МАТЕРИАЛ ДЛЯ ЗАДАНИЯ:
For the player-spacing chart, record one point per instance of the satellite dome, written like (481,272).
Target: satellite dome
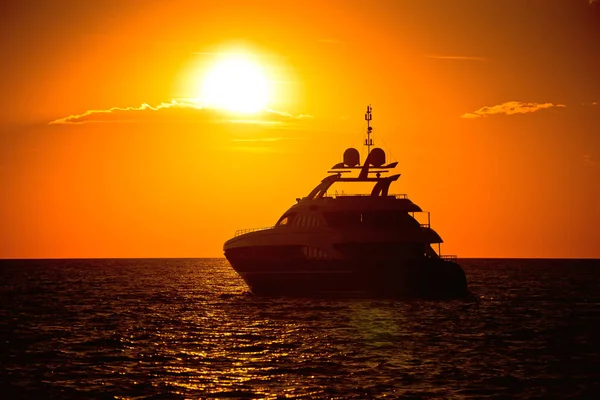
(351,157)
(377,157)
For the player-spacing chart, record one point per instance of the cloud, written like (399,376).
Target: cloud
(459,58)
(175,111)
(509,108)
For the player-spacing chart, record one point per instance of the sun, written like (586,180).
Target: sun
(237,83)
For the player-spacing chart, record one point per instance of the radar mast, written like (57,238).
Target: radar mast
(368,118)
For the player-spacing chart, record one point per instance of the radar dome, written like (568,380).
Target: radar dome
(351,157)
(377,157)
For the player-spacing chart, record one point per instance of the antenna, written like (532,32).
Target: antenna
(368,118)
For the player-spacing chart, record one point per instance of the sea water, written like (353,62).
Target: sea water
(188,328)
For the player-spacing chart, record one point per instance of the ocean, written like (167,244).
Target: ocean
(189,329)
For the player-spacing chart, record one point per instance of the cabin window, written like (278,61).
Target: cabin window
(306,221)
(371,219)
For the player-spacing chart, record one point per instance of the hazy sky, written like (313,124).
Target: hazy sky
(491,108)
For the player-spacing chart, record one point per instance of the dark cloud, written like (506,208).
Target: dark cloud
(175,111)
(510,108)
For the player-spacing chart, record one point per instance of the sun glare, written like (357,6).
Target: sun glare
(236,83)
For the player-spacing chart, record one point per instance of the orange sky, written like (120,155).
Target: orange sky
(491,108)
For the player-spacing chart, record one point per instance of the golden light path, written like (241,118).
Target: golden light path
(236,82)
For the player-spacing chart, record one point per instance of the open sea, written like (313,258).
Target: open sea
(189,329)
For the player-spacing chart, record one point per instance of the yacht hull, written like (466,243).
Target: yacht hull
(431,278)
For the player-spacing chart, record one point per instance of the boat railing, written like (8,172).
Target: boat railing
(342,194)
(449,257)
(248,230)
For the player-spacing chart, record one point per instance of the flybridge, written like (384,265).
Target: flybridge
(371,171)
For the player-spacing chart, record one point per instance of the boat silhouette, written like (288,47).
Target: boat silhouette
(368,244)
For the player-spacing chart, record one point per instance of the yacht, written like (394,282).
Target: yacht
(332,243)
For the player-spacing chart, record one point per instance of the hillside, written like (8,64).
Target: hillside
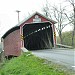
(28,64)
(66,38)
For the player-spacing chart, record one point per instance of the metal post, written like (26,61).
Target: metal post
(18,14)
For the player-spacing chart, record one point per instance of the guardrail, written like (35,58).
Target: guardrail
(63,46)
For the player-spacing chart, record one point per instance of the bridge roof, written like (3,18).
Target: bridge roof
(28,19)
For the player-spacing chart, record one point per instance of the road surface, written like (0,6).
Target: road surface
(62,56)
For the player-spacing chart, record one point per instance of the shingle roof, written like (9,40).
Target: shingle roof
(33,15)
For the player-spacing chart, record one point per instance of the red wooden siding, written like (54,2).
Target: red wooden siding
(12,44)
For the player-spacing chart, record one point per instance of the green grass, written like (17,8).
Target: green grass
(28,64)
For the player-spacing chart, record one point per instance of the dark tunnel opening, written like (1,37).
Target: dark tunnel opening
(38,36)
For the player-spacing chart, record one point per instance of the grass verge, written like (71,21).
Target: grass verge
(28,64)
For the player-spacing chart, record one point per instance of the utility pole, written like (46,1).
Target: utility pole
(18,14)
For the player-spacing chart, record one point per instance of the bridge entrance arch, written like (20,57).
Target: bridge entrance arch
(38,36)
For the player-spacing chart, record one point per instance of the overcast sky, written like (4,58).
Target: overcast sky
(8,14)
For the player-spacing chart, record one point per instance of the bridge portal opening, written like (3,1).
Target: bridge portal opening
(38,36)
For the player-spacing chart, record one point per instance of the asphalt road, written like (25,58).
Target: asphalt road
(62,56)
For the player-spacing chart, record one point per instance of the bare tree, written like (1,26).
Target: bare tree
(73,20)
(59,15)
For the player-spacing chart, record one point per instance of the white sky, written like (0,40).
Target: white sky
(8,14)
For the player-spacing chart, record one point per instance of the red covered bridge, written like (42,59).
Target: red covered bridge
(34,33)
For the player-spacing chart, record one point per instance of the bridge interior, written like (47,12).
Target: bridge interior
(38,36)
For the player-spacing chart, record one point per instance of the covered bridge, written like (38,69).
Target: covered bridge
(34,33)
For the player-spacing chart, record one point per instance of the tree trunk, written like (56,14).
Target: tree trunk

УСЛОВИЯ ЗАДАНИЯ:
Перепишите без изменений часть материала от строки, содержащей «written like (0,40).», до самого конца материала, включая эту строку.

РЕЗУЛЬТАТ ЗАДАНИЯ:
For the player-spacing chart, record one point per instance of the white sky, written like (0,40).
Target: white sky
(8,14)
For the player-spacing chart, record one point per instance of the red covered bridge, written like (42,59).
Target: red covered bridge
(34,33)
For the player-spacing chart, record one point per instance of the bridge interior, written like (47,12).
Target: bridge interior
(38,36)
For the player-spacing chart, record one point per instance of the covered bridge, written like (38,69).
Target: covered bridge
(34,33)
For the player-spacing chart, record one point per instance of the tree trunk, written like (56,14).
Target: tree trunk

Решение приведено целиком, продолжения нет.